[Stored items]
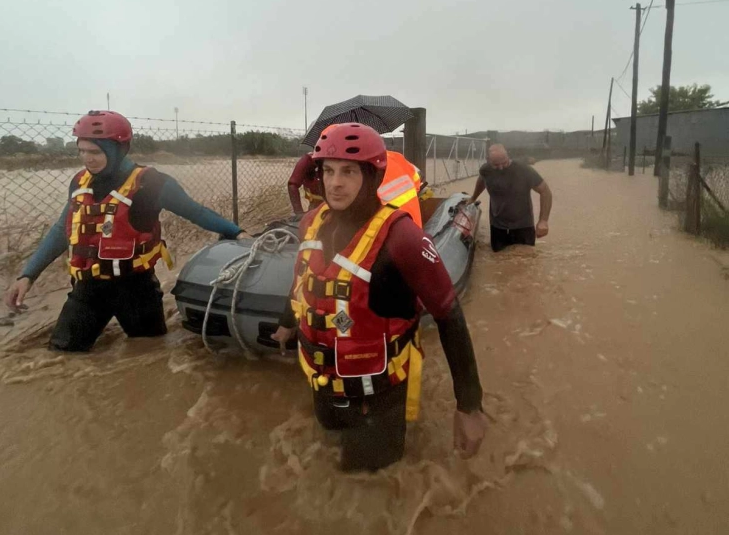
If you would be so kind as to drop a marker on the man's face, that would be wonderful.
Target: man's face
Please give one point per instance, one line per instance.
(92, 156)
(499, 160)
(342, 182)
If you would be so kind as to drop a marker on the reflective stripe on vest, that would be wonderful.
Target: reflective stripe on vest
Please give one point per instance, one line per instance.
(406, 364)
(395, 188)
(311, 244)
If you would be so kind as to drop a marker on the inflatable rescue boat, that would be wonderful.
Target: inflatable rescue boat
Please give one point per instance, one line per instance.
(233, 292)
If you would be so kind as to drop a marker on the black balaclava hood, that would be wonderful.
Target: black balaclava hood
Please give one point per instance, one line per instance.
(115, 153)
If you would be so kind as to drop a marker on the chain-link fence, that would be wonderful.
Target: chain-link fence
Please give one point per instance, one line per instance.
(38, 158)
(447, 158)
(215, 162)
(698, 189)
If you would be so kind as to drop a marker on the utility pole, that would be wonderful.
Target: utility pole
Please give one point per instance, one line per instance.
(592, 133)
(665, 86)
(634, 101)
(177, 128)
(607, 117)
(306, 117)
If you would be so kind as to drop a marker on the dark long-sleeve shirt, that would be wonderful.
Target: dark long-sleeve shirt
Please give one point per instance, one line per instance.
(158, 192)
(408, 268)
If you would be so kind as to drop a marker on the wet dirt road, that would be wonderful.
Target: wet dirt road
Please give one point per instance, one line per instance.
(604, 355)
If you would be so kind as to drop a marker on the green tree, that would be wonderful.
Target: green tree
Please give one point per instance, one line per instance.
(685, 97)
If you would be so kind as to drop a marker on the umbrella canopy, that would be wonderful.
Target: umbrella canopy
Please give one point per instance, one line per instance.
(383, 113)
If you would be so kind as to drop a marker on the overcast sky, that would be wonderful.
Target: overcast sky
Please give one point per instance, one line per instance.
(475, 65)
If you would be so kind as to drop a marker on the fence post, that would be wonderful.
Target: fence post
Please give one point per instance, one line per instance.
(415, 142)
(234, 169)
(692, 224)
(435, 159)
(665, 170)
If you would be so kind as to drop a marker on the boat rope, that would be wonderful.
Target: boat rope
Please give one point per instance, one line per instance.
(271, 241)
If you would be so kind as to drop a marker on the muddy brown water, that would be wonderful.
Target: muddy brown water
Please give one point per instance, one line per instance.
(604, 357)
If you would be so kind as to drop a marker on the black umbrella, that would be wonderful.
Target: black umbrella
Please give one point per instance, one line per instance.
(383, 113)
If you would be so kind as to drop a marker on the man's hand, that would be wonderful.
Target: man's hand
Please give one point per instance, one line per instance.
(283, 335)
(468, 432)
(15, 295)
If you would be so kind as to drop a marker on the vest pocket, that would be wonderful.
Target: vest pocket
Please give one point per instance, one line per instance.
(356, 357)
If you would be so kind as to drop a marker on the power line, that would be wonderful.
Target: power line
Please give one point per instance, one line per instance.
(645, 19)
(623, 89)
(696, 3)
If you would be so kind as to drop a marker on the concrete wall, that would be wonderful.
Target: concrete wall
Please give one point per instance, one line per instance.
(708, 127)
(580, 140)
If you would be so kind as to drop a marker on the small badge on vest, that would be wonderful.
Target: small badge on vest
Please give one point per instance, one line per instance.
(106, 229)
(342, 322)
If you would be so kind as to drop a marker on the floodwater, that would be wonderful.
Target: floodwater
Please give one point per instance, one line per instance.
(603, 353)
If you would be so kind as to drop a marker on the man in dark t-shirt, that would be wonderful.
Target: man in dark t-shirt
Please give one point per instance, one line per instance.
(511, 213)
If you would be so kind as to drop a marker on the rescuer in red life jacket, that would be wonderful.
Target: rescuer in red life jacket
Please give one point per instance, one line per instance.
(110, 227)
(362, 271)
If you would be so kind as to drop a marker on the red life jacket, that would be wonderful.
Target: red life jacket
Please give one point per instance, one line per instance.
(400, 186)
(102, 242)
(344, 347)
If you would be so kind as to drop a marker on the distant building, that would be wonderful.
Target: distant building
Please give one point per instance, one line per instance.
(710, 127)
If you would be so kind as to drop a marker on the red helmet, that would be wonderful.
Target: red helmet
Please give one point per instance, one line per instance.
(104, 125)
(352, 141)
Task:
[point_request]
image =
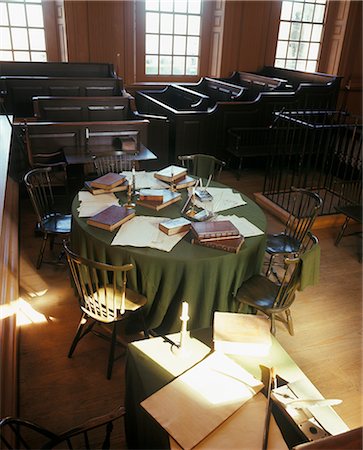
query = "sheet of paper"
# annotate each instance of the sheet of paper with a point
(145, 180)
(223, 199)
(198, 401)
(245, 227)
(143, 231)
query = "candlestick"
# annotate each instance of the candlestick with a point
(183, 331)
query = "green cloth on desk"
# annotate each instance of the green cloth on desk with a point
(310, 270)
(205, 278)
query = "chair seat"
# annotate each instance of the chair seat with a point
(258, 291)
(352, 211)
(58, 223)
(281, 243)
(133, 301)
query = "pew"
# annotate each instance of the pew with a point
(82, 109)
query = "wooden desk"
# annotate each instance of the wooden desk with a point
(83, 155)
(151, 365)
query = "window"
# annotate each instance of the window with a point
(172, 38)
(300, 34)
(22, 36)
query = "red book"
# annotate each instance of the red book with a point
(111, 217)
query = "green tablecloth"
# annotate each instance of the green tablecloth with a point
(206, 278)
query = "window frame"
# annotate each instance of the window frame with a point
(140, 52)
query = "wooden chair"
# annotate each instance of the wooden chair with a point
(202, 166)
(302, 214)
(104, 299)
(114, 162)
(16, 433)
(274, 299)
(350, 205)
(50, 222)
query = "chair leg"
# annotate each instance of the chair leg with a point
(41, 252)
(273, 324)
(80, 333)
(340, 235)
(290, 325)
(111, 357)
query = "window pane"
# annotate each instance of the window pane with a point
(20, 38)
(297, 11)
(166, 44)
(152, 43)
(295, 31)
(180, 24)
(5, 42)
(286, 11)
(3, 15)
(39, 56)
(21, 56)
(193, 46)
(192, 66)
(37, 39)
(281, 49)
(165, 65)
(193, 25)
(313, 51)
(6, 56)
(319, 13)
(166, 23)
(151, 65)
(180, 6)
(152, 5)
(152, 23)
(166, 5)
(316, 34)
(308, 12)
(303, 50)
(194, 6)
(178, 65)
(284, 30)
(179, 45)
(306, 31)
(35, 16)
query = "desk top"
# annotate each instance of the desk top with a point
(83, 155)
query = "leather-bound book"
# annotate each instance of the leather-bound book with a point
(108, 181)
(111, 217)
(154, 195)
(174, 226)
(95, 191)
(227, 245)
(220, 229)
(171, 174)
(168, 199)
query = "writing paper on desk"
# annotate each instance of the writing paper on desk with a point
(93, 204)
(243, 430)
(144, 232)
(223, 199)
(198, 401)
(245, 227)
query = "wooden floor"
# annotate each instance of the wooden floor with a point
(58, 392)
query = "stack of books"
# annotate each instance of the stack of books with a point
(176, 176)
(110, 182)
(221, 235)
(157, 198)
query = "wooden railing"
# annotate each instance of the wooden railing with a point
(9, 275)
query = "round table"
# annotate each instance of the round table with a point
(205, 278)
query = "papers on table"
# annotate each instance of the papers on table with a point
(93, 204)
(145, 180)
(245, 227)
(199, 400)
(143, 231)
(223, 198)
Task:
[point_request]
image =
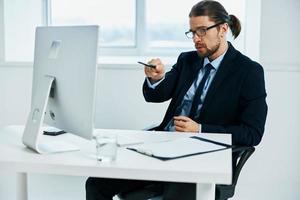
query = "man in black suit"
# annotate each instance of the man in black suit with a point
(213, 89)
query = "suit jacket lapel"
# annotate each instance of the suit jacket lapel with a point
(225, 69)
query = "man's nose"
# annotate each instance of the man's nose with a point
(196, 38)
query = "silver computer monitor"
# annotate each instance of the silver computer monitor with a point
(64, 82)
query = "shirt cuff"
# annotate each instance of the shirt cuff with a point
(153, 86)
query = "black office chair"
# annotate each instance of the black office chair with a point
(240, 155)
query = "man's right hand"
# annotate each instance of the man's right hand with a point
(157, 73)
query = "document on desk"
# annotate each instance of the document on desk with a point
(179, 148)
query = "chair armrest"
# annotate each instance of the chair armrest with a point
(244, 152)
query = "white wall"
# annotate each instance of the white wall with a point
(271, 173)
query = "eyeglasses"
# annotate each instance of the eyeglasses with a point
(200, 32)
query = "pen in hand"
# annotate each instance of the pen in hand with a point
(147, 65)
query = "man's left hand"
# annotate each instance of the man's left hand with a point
(185, 124)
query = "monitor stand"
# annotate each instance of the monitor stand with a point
(33, 136)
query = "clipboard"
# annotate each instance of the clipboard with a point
(180, 148)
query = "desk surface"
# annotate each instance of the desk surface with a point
(206, 168)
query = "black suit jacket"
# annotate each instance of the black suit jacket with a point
(235, 102)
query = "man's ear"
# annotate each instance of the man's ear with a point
(224, 29)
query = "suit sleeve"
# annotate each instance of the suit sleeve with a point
(165, 90)
(253, 112)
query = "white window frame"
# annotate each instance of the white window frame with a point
(251, 49)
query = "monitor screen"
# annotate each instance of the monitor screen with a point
(68, 55)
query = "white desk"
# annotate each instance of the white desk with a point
(206, 170)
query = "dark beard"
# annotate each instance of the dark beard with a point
(211, 51)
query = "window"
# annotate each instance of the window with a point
(127, 27)
(116, 18)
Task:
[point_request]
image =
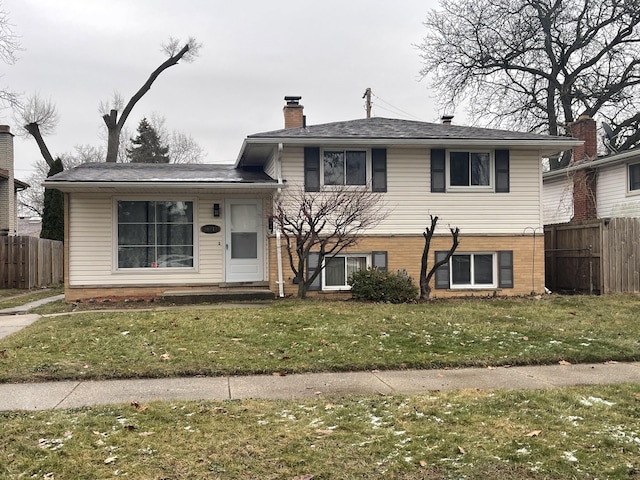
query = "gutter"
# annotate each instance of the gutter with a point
(560, 144)
(278, 233)
(605, 161)
(69, 185)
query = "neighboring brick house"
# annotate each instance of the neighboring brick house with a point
(592, 187)
(9, 185)
(135, 229)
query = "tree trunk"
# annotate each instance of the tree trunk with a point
(34, 130)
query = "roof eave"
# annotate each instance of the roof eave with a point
(67, 186)
(607, 161)
(556, 144)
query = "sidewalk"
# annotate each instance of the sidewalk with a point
(43, 396)
(72, 394)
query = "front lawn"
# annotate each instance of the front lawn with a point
(572, 433)
(313, 336)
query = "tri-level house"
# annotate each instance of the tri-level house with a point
(147, 230)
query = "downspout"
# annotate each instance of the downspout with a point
(278, 235)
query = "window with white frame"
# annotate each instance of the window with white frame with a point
(338, 269)
(469, 169)
(155, 234)
(634, 177)
(470, 270)
(345, 167)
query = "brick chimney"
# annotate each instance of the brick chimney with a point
(293, 113)
(585, 205)
(584, 129)
(8, 216)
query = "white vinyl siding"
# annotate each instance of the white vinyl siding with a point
(92, 241)
(410, 200)
(614, 199)
(557, 200)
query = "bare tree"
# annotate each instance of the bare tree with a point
(9, 45)
(325, 223)
(31, 200)
(114, 123)
(538, 64)
(425, 278)
(39, 117)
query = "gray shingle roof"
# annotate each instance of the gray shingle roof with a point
(144, 172)
(388, 128)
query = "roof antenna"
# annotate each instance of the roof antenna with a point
(608, 137)
(367, 96)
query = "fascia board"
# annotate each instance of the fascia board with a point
(602, 162)
(78, 185)
(553, 145)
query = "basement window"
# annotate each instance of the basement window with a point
(469, 270)
(338, 269)
(634, 177)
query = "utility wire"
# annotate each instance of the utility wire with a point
(395, 109)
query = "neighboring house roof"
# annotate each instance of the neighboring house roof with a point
(18, 185)
(135, 174)
(387, 131)
(606, 161)
(29, 227)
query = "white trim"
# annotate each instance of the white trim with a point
(553, 145)
(470, 188)
(473, 286)
(69, 186)
(259, 262)
(635, 192)
(152, 271)
(367, 166)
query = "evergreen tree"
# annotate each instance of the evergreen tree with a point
(147, 147)
(53, 212)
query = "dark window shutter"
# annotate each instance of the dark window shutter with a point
(312, 169)
(442, 274)
(379, 169)
(438, 179)
(379, 260)
(312, 264)
(502, 171)
(505, 269)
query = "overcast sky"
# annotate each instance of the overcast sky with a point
(78, 52)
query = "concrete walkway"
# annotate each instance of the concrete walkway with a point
(71, 394)
(43, 396)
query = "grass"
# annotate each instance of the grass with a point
(573, 433)
(13, 297)
(291, 336)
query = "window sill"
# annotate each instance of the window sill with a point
(154, 271)
(471, 189)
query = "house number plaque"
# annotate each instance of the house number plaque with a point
(210, 229)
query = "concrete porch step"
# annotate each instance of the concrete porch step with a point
(186, 297)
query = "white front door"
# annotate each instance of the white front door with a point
(243, 238)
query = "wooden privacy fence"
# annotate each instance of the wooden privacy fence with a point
(29, 262)
(599, 256)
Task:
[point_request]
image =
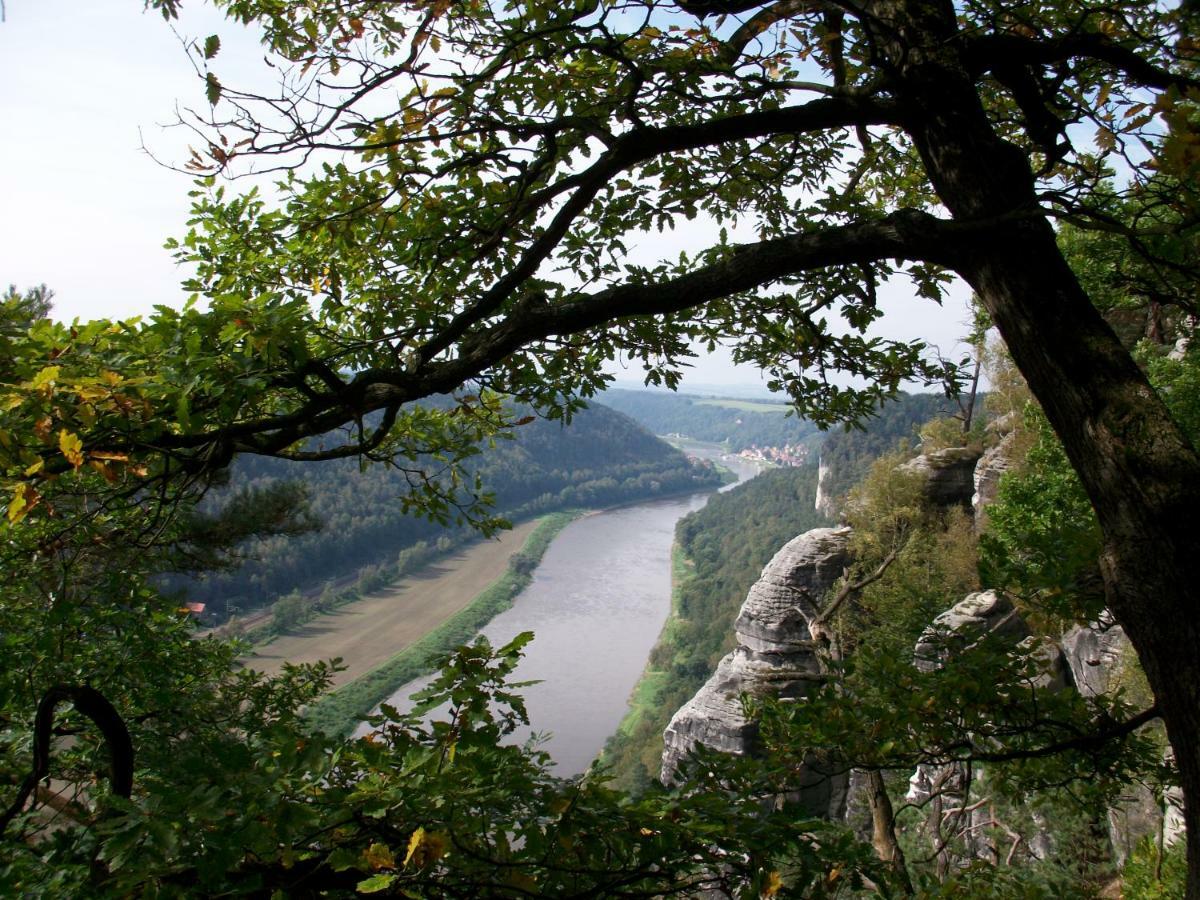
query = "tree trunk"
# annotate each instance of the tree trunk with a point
(883, 828)
(1140, 473)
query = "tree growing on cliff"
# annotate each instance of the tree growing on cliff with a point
(478, 174)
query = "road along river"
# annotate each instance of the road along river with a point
(597, 605)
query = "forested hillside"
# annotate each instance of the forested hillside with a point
(847, 455)
(737, 424)
(720, 551)
(601, 459)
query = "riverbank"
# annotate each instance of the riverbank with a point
(635, 749)
(340, 711)
(366, 633)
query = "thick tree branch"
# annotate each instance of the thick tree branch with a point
(1085, 743)
(990, 52)
(905, 234)
(641, 145)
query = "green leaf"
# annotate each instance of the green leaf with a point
(376, 883)
(211, 89)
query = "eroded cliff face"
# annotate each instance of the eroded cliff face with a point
(825, 503)
(775, 655)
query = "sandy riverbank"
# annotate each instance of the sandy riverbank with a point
(369, 633)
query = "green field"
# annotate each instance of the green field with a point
(747, 406)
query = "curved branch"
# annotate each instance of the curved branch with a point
(989, 52)
(91, 703)
(905, 234)
(641, 145)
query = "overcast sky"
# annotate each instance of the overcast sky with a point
(83, 83)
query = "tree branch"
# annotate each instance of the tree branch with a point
(990, 52)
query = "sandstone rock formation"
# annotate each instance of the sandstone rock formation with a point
(981, 613)
(988, 472)
(774, 655)
(825, 502)
(948, 474)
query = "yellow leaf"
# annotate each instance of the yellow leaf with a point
(24, 498)
(42, 429)
(71, 447)
(425, 849)
(378, 857)
(773, 886)
(45, 378)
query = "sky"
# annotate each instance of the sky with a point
(84, 84)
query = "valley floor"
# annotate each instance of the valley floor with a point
(369, 633)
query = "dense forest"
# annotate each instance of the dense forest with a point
(721, 550)
(601, 459)
(736, 424)
(509, 201)
(847, 455)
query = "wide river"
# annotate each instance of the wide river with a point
(595, 605)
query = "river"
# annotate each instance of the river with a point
(595, 605)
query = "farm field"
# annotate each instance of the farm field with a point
(366, 634)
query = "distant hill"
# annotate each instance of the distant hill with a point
(844, 455)
(847, 455)
(601, 459)
(738, 424)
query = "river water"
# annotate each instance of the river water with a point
(595, 605)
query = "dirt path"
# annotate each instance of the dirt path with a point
(367, 633)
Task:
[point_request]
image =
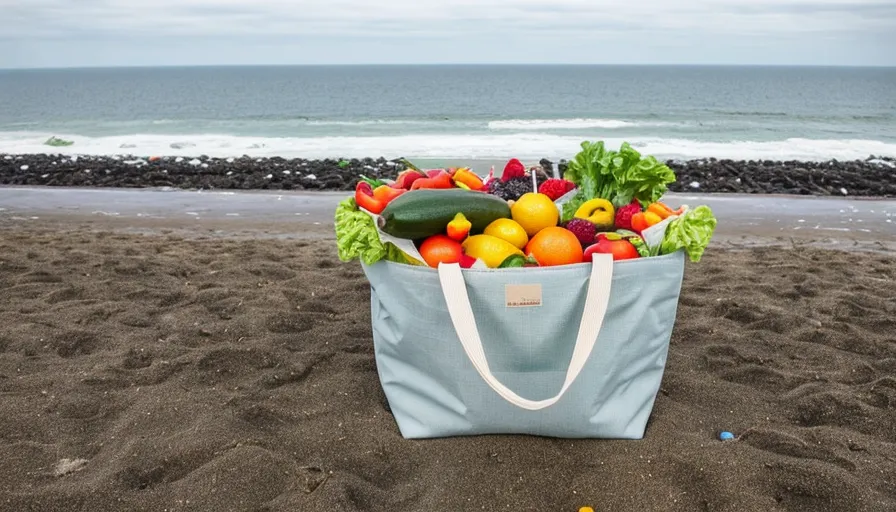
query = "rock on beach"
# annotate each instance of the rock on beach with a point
(872, 177)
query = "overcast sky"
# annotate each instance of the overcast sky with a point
(65, 33)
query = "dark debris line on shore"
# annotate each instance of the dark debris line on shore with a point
(873, 177)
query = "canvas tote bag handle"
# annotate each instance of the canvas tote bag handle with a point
(596, 301)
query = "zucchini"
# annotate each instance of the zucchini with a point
(425, 212)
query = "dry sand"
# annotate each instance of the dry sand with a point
(158, 373)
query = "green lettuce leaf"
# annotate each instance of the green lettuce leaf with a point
(357, 237)
(691, 231)
(618, 176)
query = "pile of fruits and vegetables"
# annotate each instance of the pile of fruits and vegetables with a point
(607, 201)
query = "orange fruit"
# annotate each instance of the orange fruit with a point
(535, 212)
(440, 249)
(509, 230)
(555, 246)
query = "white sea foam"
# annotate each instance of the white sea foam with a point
(443, 146)
(568, 124)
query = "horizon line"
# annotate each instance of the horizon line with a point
(445, 64)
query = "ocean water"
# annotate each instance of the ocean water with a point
(453, 112)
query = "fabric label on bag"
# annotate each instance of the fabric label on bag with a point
(522, 295)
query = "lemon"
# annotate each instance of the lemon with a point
(490, 249)
(534, 212)
(509, 230)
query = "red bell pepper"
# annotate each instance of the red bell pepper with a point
(386, 193)
(406, 178)
(375, 200)
(441, 180)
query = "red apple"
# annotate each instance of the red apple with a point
(620, 249)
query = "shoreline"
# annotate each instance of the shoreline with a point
(872, 177)
(745, 220)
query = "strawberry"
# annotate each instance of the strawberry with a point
(556, 188)
(513, 169)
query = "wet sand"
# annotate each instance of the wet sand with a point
(204, 364)
(744, 219)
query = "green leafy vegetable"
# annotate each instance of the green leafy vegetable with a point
(691, 232)
(357, 237)
(57, 142)
(618, 176)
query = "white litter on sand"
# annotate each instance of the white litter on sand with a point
(66, 466)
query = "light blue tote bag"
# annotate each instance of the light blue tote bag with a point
(574, 351)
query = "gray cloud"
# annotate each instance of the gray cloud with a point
(705, 28)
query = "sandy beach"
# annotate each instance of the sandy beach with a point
(230, 367)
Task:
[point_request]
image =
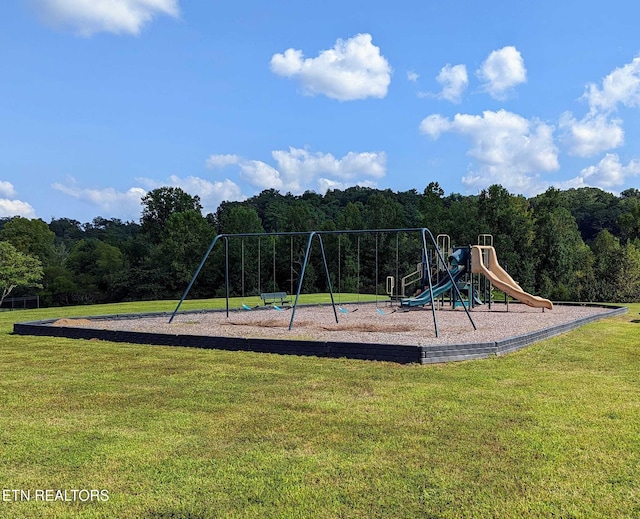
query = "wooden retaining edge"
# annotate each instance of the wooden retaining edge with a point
(403, 354)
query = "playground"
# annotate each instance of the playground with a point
(451, 315)
(362, 324)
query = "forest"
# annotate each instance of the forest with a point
(575, 245)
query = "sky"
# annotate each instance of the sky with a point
(102, 101)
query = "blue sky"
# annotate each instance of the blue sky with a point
(104, 100)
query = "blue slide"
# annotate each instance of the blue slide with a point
(445, 285)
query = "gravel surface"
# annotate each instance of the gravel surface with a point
(361, 323)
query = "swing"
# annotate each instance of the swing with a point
(378, 309)
(244, 305)
(341, 309)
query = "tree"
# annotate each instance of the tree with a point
(31, 237)
(160, 204)
(17, 270)
(97, 269)
(510, 221)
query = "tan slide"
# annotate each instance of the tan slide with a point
(501, 279)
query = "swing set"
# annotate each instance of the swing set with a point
(426, 238)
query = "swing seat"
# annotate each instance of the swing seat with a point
(271, 297)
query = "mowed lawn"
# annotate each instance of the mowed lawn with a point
(550, 431)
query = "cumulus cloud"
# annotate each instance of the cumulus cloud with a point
(608, 174)
(501, 71)
(108, 200)
(352, 69)
(221, 161)
(9, 206)
(620, 87)
(87, 17)
(211, 193)
(599, 130)
(326, 184)
(454, 81)
(508, 149)
(7, 189)
(591, 135)
(299, 167)
(259, 174)
(297, 170)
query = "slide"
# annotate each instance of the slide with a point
(501, 279)
(445, 285)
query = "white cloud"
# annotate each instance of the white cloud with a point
(7, 189)
(501, 71)
(594, 134)
(352, 69)
(221, 161)
(508, 149)
(599, 130)
(211, 193)
(435, 125)
(299, 167)
(11, 207)
(123, 204)
(16, 208)
(259, 174)
(325, 184)
(454, 81)
(609, 173)
(87, 17)
(297, 170)
(620, 87)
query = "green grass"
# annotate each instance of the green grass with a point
(550, 431)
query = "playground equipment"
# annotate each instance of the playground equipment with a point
(459, 260)
(426, 238)
(499, 278)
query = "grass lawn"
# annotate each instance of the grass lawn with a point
(550, 431)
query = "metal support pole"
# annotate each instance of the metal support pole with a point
(226, 272)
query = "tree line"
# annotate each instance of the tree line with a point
(579, 244)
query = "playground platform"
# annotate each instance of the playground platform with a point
(361, 333)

DIRECTIONS FOR THIS TASK
Above are the records; copy each line from them that includes the string "rescuer".

SOLUTION
If you would be so kind as to drop a marker on the rescuer in red life jacket, that would be wonderful.
Target: rescuer in red life jacket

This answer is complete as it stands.